Extract provided:
— BEGIN —

ENRON OIL & GAS COMPANY                   ATTEST:


By:   /S/ FORREST E. HOGLUND              /S/ DENNIS M. ULAK              
      Forrest E. Hoglund                           Dennis M. Ulak
      Chairman, President and             Vice President and General Counsel
      Chief Executive Officer                   and Assistant Secretary


             ENRON OIL & GAS COMPANY 1994 STOCK PLAN


SECTION 1.Purpose

     The purposes of this Enron Oil & Gas Company 1994 Stock Plan (the "Plan")
are to encourage selected persons employed by Enron Oil & Gas Company together
with any successor thereto (the "Company") and its subsidiaries to develop a
proprietary interest in the growth and performance of the Company, to generate
an increased incentive to contribute to the Company's future success and
prosperity, thus enhancing the value of the Company for the benefit of its
stockholders, and to enhance the ability of the Company and its subsidiaries to
attract and retain key individuals who are essential to the progress, growth and
profitability of the Company.


SECTION 2.Administration

     2.1  The Plan shall be administered by the Committee.  A majority of the
Committee shall constitute a quorum, and the acts of a majority of the members
present at any meeting at which a quorum is present, or acts approved in writing
by all members of the Committee, shall be deemed the acts of the Committee.

— END —

Dataset extract:

— BEGIN —

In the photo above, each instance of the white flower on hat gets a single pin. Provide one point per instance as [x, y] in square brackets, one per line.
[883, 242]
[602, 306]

— END —

Copy from the stock plan text the part that opens with the words containing "SECTION 1.Purpose" and closes with "of the Company.", word for word.

The answer:
SECTION 1.Purpose

     The purposes of this Enron Oil & Gas Company 1994 Stock Plan (the "Plan")
are to encourage selected persons employed by Enron Oil & Gas Company together
with any successor thereto (the "Company") and its subsidiaries to develop a
proprietary interest in the growth and performance of the Company, to generate
an increased incentive to contribute to the Company's future success and
prosperity, thus enhancing the value of the Company for the benefit of its
stockholders, and to enhance the ability of the Company and its subsidiaries to
attract and retain key individuals who are essential to the progress, growth and
profitability of the Company.